• **OBJECTIF DE L'EXERCICE**
Recopiez fidèlement le passage du texte sur la Constitution wallonne qui commence aux mots « Rédiger une Constitution » et s'arrête après « pas les accepter. ».

• **TEXTE DU DOCUMENT**
---*---
Cette Constitution consacre des principes ou des dispositions qui sont très avancés. Comme le fait de lier la « qualité » (terme typique du « nationalisme de contestation » à mi-chemin de citoyenneté et de nationalité), de Wallon à la résidence, de changer les formules du serment (où toutes allusions au roi et à la Belgique sont supprimées), d'établir l'égalité des hommes et des femmes, d'énumérer des droits sociaux, de rendre plus forte la nécessité de la concertation sociale, d'affirmer le lien aux pays de culture germanique à travers les communes germanophones (60.000 habitants), le lien avec Bruxelles et de parler de liens avec un Etat étranger - le seul dont il soit question - la République française. Ainsi bien sûr que de la Francophonie. La Constitution réaffirme bien entendu son entière maîtrise des relations internationales dans les domaines où elle est compétente, ce qui explique ce fait de parler de la France, de l'Europe et de la Francophonie.
Le mot “nation” discrètement introduit et surtout son contenu
En outre, cette Constitution ne peut être suspendue. Et elle ne peut être révisée que par les Parlementaires wallons. Répétons que ce texte qui n'est pas audacieux a le mérite immense - s'il était adopté - d'empêcher toute fusion avec la Communauté Wallonie-Bruxelles (déjà rendue difficile par la Constitution fédérale elle-même), tout en inaugurant des rapports avec Bruxelles qui, sans doute, respectent la Constitution belge, mais fondent aussi, par rapport à elle, un fait nouveau. Cette proposition est offensive sur certains points. Elle utilise les mots « nation » (à propos de la Fête de la Wallonie définie comme “la fête de la nation wallonne”) et « République » certes discrètement et sans « scandale », et jamais le mot « roi ».
Rédiger une Constitution est toujours un acte politique important. La Wallonie est un Etat dont le mouvement wallon a toujours voulu la consécration dans le but de redresser la Wallonie. Plus l'Etat wallon sera fort, mieux ce sera de ce point de vue qui n'intéresse pas que les juristes, mais tout citoyen soucieux, notamment, de la plaie du chômage et de celle de la xénophobie. Le texte constitutionnel wallon ne va pas rendre ces deux maux impossibles, mais il fait solennellement obligation aux citoyens de ne pas les accepter.
---*---
• **BLOC DE DONNÉES**
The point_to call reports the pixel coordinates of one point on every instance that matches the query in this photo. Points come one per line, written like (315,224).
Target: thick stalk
---*---
• **RÉSULTAT**
Rédiger une Constitution est toujours un acte politique important. La Wallonie est un Etat dont le mouvement wallon a toujours voulu la consécration dans le but de redresser la Wallonie. Plus l'Etat wallon sera fort, mieux ce sera de ce point de vue qui n'intéresse pas que les juristes, mais tout citoyen soucieux, notamment, de la plaie du chômage et de celle de la xénophobie. Le texte constitutionnel wallon ne va pas rendre ces deux maux impossibles, mais il fait solennellement obligation aux citoyens de ne pas les accepter.